→ Retos propuestos:
1. Responde brevemente a estas preguntas sobre el texto del salmo 117:
(a) ¿Qué estamento representa la Casa de Aarón, según el comentario?
(b) ¿En qué se ha convertido la piedra que desecharon los arquitectos?
(c) ¿Qué frase responde el pueblo una y otra vez?
2. Prolonga el texto del salmo 117 a partir de su última oración.

→ Artículo:
┌──

Salmo responsorial - 117

 

Dad gracias al Señor porque es bueno, porque es eterna su misericordia.

       

(1) Diga la casa de Israel: eterna es su misericordia.

Diga la casa de Aarón: eterna es su misericordia.Digan los que temen al Señor:eterna es su misericordia.

                 

(2) «La diestra del Señor es poderosa, la diestra del Señor es excelsa».

No he de morir, viviré para contar las hazañas del Señor.

Me castigó, me castigó el Señor, pero no me entregó a la muerte.

3.                   

(3) La piedra que desecharon los arquitectos es ahora la piedra angular.

Es el Señor quien lo ha hecho, ha sido un milagro patente. 

Este es el día que hizo el Señor: sea nuestra alegría y nuestro gozo.

 (4) Señor, danos la salvación; Señor, danos prosperidad. Bendito el que viene en nombre del Señor, os bendecimos desde la casa del Señor.  El Señor es Dios, él nos ilumina

      (1) El salmista invita al pueblo, reunido en asamblea, a alabar a Dios por los beneficios recibidos. “Eterna es su misericordia”, responde el pueblo una y otra vez. El salmista reclama la acción de gracias de los distintos estratos sociales, representados en la Casa de Israel -el estamento laico- y la Casa de Aarón -el estamento religioso-, y de todos aquéllos que temen al Señor, es decir, de todos los que, sean de la nación que sean -añadimos nosotros-, tienen puesta en el Señor su única esperanza. Todos ellos testifican el amor misericordioso de Dios, puesto a prueba en la creación y en la historia entera del pueblo elegido. 

 

Con una conciencia todavía más viva, nosotros, que hemos hemos sido agraciados con el don -que no tiene precio- de la participación de la vida divina por nuestra fe en Jesucristo, reconocemos con nuestra voz, con nuestro corazón y con nuestras obras este amor de Dios, llevado al límite en la persona de Jesús que, “habiendo amado a los suyos que estaban en el mundo, los amó hasta el extremo” (Jn 13,1).

└──

→ Listado de datos:
┌──

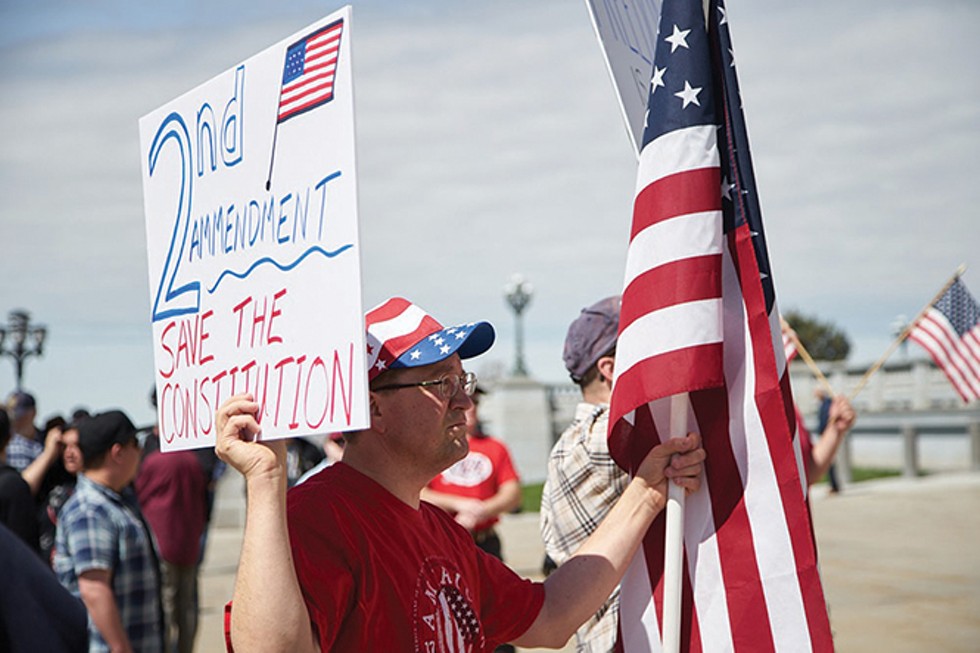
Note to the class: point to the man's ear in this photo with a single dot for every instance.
(605, 365)
(376, 412)
(115, 451)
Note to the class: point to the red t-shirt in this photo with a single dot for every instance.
(378, 575)
(172, 492)
(478, 476)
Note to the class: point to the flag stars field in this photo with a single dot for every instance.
(678, 39)
(689, 95)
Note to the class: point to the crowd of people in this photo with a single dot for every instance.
(386, 539)
(103, 525)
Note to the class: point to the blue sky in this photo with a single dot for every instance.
(489, 143)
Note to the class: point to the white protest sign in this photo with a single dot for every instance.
(250, 198)
(627, 32)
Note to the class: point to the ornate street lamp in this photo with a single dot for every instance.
(21, 340)
(518, 293)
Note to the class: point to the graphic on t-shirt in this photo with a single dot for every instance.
(470, 471)
(445, 621)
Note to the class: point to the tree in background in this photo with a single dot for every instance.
(824, 340)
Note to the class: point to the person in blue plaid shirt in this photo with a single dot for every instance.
(104, 552)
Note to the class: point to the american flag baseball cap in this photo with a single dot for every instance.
(401, 334)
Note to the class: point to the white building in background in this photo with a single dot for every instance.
(529, 415)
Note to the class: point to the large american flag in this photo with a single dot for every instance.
(309, 72)
(699, 316)
(950, 331)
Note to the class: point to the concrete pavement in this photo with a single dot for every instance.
(900, 561)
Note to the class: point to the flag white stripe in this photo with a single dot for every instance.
(701, 546)
(638, 615)
(931, 344)
(676, 239)
(691, 148)
(301, 83)
(669, 329)
(779, 343)
(770, 532)
(402, 324)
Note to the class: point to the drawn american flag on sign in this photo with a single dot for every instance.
(950, 331)
(699, 316)
(309, 72)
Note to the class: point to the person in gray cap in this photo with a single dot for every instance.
(583, 482)
(354, 560)
(104, 552)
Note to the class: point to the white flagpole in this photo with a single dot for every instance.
(674, 537)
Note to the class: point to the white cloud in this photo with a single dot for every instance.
(490, 142)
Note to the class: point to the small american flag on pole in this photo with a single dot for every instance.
(950, 331)
(309, 72)
(789, 345)
(699, 316)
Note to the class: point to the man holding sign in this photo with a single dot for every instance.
(354, 560)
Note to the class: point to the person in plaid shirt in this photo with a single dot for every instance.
(583, 482)
(104, 551)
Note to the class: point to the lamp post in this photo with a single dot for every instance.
(20, 340)
(518, 294)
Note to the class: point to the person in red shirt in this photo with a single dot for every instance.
(354, 560)
(172, 490)
(480, 487)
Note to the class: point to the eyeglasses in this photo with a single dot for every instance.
(449, 385)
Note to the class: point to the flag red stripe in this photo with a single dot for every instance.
(677, 282)
(656, 376)
(317, 90)
(938, 339)
(774, 402)
(682, 193)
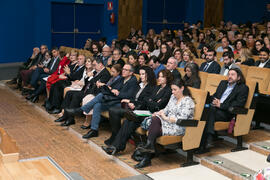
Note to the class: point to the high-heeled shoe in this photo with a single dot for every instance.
(35, 99)
(111, 150)
(85, 127)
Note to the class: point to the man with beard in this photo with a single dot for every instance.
(230, 93)
(210, 66)
(228, 63)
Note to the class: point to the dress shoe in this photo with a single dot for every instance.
(111, 150)
(144, 163)
(61, 119)
(202, 150)
(54, 111)
(131, 116)
(68, 122)
(13, 81)
(29, 97)
(90, 134)
(85, 127)
(74, 111)
(148, 148)
(35, 99)
(109, 141)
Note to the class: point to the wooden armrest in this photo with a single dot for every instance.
(238, 110)
(187, 122)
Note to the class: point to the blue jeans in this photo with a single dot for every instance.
(98, 107)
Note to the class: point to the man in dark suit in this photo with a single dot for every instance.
(126, 90)
(116, 58)
(264, 61)
(43, 71)
(210, 66)
(73, 99)
(171, 66)
(72, 73)
(229, 94)
(228, 63)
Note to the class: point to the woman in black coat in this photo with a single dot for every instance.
(157, 99)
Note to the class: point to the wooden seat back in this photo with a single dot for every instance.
(243, 121)
(203, 77)
(244, 69)
(260, 75)
(213, 81)
(199, 61)
(181, 71)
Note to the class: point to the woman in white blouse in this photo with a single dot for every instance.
(165, 122)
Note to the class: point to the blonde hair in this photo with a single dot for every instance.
(245, 54)
(190, 54)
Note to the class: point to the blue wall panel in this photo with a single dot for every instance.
(241, 11)
(26, 24)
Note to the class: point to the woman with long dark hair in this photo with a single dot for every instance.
(166, 121)
(165, 53)
(191, 77)
(157, 100)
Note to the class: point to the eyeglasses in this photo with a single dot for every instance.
(124, 69)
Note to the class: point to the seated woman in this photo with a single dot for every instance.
(133, 60)
(143, 60)
(187, 57)
(79, 84)
(115, 73)
(191, 77)
(158, 100)
(245, 57)
(165, 122)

└──

→ Respuestas por tarea:
1.
(a) El estamento religioso.
(b) En la piedra angular.
(c) «Eterna es su misericordia».

2.
(2) El salmo continúa celebrando el triunfo de Dios sobre los enemigos del pueblo, ensalzando su poder indiscutible: “La diestra del Señor es poderosa, la diestra del Señor es excelsa”. Con razones más contundentes, si cabe, nosotros manifestamos nuestra inmensa alegría por el triunfo de Jesús sobre la muerte y el pecado. De ello se hacía eco la liturgia de la Noche Pascual: “Ésta es la noche en que, rotas las cadenas de la muerte, Cristo asciende victorioso del abismo”. Así lo cantamos también en la secuencia de Pascua: “¡Lucharon vida y muerte en singular batalla, y muerto el que es la Vida, triunfante se levanta!”. Esta victoria de Cristo nos da la certeza de que la muerte -la muerte que es el pecado-, no nos tocará, pues tenemos la esperanza fiable de que disfrutaremos para siempre de la vida verdadera y de la vocación de dar gloria a Dios para la que fuimos creados: “No he de morir, viviré para contar las hazañas del Señor”.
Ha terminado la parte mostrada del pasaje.